(Extracted records)
☆ ☆ ☆
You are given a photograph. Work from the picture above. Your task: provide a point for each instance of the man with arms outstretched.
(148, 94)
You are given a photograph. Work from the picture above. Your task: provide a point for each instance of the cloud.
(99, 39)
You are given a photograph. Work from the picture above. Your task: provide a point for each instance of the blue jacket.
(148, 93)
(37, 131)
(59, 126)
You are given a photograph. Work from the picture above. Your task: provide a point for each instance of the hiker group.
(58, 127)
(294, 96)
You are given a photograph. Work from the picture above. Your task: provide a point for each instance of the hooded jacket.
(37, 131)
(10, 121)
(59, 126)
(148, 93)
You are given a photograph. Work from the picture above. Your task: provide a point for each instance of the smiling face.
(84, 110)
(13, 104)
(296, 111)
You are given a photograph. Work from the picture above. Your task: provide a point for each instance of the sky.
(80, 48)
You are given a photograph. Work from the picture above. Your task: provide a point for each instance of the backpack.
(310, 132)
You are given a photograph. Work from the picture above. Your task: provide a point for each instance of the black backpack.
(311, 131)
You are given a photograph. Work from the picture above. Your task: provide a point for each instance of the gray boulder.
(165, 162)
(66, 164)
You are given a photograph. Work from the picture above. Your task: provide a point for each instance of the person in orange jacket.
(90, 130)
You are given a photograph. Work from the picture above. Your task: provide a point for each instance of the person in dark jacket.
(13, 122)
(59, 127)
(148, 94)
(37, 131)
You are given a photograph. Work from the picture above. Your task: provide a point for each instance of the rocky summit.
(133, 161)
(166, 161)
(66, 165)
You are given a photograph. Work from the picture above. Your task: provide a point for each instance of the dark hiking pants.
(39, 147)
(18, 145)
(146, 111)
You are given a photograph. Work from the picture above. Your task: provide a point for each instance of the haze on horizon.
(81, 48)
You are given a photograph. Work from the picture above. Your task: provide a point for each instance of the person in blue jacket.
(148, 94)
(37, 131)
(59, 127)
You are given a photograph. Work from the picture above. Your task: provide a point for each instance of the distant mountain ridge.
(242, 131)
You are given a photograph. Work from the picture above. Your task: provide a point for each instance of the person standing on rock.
☆ ☆ ☆
**Instructions to follow:** Return, verbatim, the lines of the material starting with the line that contains "distant mountain ridge." and continuing through the final line of the material, both included.

**Solution to this exercise:**
You are given a photograph. Work from the picture above. Your task: provide a point for each instance of the distant mountain ridge.
(242, 131)
You are given a photograph. Work from the picture above. Your task: provide a point for each instance of the person standing on rock.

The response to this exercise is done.